Task statement: Lines before the one containing "Target: large green tree" are left out; copy that line and every later line through the end of the data exactly.

--- START OF Source data ---

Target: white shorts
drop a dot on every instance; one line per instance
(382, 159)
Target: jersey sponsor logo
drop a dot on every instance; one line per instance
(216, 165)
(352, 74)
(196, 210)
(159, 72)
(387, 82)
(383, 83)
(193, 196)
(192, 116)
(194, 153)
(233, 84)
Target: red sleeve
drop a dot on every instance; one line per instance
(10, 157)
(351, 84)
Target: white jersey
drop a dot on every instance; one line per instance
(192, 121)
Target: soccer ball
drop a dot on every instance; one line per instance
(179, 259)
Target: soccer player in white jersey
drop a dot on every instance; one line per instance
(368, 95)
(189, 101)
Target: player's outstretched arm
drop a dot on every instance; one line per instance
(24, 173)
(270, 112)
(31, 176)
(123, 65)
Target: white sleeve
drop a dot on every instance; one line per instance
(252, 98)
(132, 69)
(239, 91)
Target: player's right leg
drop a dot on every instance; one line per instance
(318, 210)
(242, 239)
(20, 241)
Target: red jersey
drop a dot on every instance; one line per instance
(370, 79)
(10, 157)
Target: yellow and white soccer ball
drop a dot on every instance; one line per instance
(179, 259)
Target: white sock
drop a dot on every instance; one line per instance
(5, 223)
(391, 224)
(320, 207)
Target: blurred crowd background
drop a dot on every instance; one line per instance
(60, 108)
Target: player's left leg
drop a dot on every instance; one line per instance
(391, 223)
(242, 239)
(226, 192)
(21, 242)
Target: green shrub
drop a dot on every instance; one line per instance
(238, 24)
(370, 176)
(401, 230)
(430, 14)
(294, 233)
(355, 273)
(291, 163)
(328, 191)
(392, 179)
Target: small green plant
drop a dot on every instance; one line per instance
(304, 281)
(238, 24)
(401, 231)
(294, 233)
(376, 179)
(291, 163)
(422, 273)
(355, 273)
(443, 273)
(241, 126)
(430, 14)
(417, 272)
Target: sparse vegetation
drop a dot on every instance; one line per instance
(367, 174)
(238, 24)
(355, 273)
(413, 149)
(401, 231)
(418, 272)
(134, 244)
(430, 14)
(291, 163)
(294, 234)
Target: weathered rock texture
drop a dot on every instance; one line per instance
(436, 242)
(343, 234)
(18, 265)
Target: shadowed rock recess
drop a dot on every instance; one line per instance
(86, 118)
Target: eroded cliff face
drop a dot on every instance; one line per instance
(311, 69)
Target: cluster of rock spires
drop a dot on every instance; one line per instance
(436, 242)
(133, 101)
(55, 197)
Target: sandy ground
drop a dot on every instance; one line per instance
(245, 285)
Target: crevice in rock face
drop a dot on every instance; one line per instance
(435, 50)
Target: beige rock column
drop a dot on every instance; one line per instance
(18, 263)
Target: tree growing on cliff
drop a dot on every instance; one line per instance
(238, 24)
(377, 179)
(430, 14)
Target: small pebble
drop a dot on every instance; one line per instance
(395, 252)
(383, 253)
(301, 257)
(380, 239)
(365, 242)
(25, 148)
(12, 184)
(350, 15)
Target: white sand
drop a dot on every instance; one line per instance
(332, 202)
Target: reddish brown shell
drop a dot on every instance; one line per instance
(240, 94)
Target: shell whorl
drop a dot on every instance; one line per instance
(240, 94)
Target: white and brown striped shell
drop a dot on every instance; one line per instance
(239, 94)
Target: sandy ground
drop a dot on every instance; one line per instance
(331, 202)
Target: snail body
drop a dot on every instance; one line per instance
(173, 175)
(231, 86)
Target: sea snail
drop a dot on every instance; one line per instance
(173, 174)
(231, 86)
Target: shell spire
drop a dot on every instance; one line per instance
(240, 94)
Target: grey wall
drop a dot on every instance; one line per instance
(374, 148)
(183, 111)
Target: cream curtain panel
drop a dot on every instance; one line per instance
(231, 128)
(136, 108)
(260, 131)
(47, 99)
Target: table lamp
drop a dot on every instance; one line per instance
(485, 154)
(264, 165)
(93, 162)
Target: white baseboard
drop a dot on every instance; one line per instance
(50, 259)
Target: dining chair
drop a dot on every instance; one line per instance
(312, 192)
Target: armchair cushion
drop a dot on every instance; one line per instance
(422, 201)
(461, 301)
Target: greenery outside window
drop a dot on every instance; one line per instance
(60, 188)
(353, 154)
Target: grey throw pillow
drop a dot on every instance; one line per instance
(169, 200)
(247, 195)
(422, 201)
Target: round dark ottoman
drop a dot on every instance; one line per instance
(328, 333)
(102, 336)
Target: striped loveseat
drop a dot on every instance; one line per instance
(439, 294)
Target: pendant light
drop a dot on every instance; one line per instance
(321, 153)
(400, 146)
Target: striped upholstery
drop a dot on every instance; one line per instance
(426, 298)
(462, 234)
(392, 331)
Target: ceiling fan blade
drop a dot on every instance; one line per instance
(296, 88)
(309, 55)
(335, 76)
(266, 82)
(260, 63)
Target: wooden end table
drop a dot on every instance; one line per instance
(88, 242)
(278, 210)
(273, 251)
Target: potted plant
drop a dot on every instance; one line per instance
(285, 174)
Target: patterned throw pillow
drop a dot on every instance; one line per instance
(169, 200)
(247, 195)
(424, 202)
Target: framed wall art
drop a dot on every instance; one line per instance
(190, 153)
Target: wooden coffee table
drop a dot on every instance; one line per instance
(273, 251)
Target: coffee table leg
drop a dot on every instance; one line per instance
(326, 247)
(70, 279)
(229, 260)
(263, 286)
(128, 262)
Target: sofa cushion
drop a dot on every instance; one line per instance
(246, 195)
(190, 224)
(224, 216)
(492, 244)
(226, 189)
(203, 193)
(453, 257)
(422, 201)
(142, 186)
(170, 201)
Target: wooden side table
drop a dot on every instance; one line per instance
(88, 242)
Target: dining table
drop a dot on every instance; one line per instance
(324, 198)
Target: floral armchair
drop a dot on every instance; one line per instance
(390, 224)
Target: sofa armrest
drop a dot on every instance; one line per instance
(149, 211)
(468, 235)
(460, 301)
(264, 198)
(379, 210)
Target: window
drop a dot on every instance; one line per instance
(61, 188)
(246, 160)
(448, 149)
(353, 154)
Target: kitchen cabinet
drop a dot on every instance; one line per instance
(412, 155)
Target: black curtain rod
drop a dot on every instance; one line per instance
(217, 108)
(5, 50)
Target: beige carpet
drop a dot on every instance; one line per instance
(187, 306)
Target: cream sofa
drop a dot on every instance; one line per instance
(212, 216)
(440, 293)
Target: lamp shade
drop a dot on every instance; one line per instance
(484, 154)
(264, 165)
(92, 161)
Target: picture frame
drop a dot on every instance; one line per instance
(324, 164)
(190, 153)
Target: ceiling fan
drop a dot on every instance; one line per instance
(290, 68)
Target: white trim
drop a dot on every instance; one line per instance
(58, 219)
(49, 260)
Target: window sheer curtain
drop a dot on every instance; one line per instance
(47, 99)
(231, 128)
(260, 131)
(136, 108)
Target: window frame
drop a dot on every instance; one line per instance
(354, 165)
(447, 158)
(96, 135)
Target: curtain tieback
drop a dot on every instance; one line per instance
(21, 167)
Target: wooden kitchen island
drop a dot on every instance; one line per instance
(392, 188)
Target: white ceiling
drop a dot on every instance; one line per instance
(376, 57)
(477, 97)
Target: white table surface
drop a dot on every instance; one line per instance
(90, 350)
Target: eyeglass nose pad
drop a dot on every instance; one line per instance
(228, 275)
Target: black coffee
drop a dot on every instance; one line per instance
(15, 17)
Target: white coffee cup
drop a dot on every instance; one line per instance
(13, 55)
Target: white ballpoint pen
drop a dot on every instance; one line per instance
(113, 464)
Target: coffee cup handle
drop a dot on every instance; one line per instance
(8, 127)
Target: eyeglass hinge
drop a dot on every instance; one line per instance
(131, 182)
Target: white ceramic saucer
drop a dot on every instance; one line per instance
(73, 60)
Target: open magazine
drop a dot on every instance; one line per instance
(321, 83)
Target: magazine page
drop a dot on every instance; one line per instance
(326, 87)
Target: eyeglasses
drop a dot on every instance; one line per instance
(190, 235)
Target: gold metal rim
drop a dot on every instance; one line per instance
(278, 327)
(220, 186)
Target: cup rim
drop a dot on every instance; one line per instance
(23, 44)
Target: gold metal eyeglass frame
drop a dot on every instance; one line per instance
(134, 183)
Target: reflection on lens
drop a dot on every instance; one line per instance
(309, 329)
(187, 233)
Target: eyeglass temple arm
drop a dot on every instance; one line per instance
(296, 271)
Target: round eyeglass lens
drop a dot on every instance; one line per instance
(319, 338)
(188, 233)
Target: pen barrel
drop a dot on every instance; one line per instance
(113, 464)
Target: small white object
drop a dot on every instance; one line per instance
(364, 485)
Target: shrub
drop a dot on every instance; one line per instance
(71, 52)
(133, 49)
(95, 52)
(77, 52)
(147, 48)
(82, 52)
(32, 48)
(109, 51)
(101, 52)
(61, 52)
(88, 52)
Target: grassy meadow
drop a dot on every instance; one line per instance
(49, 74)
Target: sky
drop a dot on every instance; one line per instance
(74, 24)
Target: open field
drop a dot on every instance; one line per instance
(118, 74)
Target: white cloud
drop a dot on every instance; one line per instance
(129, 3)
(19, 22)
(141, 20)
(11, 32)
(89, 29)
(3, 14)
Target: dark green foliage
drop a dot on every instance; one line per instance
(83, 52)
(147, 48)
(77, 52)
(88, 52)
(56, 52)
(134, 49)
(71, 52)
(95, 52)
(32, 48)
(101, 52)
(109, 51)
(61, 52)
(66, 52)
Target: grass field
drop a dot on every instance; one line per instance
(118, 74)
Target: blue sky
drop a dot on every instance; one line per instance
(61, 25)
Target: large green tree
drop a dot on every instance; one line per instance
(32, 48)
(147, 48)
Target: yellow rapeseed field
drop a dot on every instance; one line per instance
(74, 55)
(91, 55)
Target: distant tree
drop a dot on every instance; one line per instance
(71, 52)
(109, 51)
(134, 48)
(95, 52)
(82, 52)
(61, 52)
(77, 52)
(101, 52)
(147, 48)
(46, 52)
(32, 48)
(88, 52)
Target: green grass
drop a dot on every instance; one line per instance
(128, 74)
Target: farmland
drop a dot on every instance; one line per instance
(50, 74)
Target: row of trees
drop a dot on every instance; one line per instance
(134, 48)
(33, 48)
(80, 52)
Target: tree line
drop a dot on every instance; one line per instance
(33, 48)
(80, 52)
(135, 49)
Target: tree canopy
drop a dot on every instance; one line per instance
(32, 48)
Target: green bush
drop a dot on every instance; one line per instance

--- END OF Source data ---

Full response:
Target: large green tree
drop a dot on every instance; one line per instance
(32, 48)
(147, 48)
Target: yellow rapeseed field
drop a dot on every instance; one line per instance
(74, 55)
(91, 55)
Target: distant tree
drop a dot on every instance; one line per instance
(71, 52)
(109, 51)
(134, 48)
(95, 52)
(82, 52)
(61, 52)
(77, 52)
(101, 52)
(147, 48)
(46, 52)
(32, 48)
(88, 52)
Target: green grass
drop a dot on every instance; one line per instance
(128, 74)
Target: farmland
drop a dot on every instance; one line per instance
(50, 74)
Target: row of trees
drop a dot on every instance; one line per instance
(134, 48)
(33, 48)
(80, 52)
Target: tree line
drop a dot on every instance; one line per instance
(33, 48)
(80, 52)
(135, 49)
Target: tree canopy
drop a dot on every instance; one line per instance
(32, 48)
Target: green bush
drop a dot on every instance; one line per instance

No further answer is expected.